▸ Verilen metin
MAHKEMESİ :Asliye Ceza Mahkemesi
SUÇLAR : Defter, kayıt ve belgeleri gizleme, Sahte fatura düzenleme
HÜKÜMLER : Mahkûmiyet
A) Defter, kayıt ve belgeleri gizleme suçundan verilen mahkûmiyet hükmüne yönelik temyiz incelemesinde;
TCK’nin 53. maddesinin uygulanmasında, Anayasa Mahkemesinin 08.10.2015 tarih, 2014/140 Esas ve 2015/85 Karar sayılı iptal kararının infaz aşamasında gözetilmesi mümkün görülmüştür.

▸ Yönerge 1
Yukarıdaki mahkeme kararı metnine göre:
(a) Kararı veren mahkeme hangisidir?
(b) Metinde TCK'nin hangi maddesinin uygulanmasından söz edilir?
(c) Anayasa Mahkemesinin iptal kararı hangi tarihlidir?
▸ Yönerge 2
Kayıtlarda "background" kelimesini içeren her satırı göster. Büyük-küçük harf farkı önemlidir.

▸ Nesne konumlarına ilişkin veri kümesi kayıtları
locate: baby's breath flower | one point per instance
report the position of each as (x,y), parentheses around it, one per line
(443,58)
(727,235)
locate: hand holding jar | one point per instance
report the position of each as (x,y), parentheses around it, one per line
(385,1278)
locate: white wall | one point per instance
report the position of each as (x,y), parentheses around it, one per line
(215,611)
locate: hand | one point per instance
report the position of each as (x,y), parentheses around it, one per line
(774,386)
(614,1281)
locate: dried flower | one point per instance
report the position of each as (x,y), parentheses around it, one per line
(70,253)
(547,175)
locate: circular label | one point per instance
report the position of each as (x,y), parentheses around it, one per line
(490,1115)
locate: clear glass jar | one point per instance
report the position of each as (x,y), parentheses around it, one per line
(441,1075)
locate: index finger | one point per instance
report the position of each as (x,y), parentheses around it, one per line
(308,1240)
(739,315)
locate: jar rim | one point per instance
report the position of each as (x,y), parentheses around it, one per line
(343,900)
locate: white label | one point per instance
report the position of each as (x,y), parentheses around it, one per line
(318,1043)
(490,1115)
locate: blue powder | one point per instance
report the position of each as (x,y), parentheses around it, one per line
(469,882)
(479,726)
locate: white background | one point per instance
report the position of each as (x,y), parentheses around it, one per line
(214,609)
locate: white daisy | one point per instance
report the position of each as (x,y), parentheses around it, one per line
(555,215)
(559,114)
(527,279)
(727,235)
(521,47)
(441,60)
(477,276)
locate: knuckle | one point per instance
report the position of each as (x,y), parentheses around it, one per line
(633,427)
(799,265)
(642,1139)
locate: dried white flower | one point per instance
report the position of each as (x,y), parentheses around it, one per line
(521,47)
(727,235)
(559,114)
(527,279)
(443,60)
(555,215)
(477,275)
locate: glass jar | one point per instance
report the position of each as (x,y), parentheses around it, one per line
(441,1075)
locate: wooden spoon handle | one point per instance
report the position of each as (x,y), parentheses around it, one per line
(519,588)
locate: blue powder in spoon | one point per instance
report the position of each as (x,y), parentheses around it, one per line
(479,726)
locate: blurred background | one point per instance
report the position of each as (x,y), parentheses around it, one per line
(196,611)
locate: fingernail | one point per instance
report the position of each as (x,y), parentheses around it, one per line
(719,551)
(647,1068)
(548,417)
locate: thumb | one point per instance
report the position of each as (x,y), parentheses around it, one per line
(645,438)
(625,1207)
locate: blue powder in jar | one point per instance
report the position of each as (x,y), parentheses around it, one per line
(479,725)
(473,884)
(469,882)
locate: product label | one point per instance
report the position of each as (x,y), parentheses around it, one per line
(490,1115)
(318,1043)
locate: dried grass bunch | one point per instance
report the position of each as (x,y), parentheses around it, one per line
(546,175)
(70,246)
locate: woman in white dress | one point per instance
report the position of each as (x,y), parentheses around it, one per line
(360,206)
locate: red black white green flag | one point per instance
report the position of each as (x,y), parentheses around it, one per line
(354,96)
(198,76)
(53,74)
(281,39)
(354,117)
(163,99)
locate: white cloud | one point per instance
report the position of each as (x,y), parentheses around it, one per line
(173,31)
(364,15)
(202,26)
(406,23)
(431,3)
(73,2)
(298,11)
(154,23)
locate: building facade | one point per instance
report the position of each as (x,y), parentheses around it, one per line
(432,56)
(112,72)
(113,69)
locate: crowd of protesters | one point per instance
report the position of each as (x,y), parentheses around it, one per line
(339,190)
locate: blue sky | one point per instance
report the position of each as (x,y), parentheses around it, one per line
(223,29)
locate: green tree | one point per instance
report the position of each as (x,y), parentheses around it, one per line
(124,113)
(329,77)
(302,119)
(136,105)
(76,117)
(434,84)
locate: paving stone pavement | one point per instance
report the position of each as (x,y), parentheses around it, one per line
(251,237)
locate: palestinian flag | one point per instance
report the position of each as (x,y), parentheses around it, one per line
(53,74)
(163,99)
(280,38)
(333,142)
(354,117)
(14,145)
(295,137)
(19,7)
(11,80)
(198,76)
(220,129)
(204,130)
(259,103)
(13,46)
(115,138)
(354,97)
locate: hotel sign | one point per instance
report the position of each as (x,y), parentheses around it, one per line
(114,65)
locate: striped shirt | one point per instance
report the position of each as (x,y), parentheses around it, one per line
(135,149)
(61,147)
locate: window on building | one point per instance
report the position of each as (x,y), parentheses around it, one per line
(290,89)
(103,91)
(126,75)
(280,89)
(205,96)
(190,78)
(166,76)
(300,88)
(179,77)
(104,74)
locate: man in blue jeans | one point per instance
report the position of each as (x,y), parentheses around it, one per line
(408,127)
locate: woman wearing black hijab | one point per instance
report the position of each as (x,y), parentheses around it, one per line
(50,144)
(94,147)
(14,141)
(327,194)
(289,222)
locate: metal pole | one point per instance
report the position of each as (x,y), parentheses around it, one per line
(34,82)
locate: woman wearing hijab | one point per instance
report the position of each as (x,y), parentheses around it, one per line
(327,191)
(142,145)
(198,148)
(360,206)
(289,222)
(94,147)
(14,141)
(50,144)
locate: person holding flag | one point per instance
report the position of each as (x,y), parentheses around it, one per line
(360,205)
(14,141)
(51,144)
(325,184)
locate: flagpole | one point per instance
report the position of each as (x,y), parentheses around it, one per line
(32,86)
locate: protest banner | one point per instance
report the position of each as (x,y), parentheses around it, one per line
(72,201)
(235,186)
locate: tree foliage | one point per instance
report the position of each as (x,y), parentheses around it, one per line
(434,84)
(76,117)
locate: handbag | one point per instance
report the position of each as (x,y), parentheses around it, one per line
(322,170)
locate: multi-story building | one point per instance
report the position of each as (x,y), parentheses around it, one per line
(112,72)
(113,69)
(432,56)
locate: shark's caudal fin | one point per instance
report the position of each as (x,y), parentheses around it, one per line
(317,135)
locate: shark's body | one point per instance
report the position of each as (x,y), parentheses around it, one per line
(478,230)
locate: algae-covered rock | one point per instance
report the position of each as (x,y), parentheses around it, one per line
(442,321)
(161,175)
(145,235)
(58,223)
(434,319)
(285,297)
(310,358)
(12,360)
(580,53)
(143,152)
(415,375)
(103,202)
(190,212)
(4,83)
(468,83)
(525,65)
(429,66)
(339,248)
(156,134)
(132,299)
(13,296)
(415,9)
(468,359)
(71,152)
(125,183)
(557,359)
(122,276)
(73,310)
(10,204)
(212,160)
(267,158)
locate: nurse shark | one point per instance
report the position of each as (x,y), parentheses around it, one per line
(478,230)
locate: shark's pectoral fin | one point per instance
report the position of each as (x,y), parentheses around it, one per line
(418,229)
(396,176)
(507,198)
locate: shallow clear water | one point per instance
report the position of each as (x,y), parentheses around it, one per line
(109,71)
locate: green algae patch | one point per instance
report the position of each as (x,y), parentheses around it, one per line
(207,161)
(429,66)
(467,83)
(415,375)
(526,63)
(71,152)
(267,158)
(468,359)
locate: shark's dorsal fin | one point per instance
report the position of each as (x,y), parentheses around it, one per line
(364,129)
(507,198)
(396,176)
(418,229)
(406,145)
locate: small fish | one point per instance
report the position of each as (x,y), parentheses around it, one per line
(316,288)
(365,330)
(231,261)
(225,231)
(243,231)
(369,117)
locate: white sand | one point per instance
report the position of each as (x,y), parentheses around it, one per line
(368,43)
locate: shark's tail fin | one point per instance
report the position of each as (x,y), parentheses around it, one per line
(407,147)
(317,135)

▸ Beklenen yanıt 1
(a) Asliye Ceza Mahkemesi
(b) 53. madde
(c) 08.10.2015

▸ Beklenen yanıt 2
locate: white background | one point per instance
locate: blurred background | one point per instance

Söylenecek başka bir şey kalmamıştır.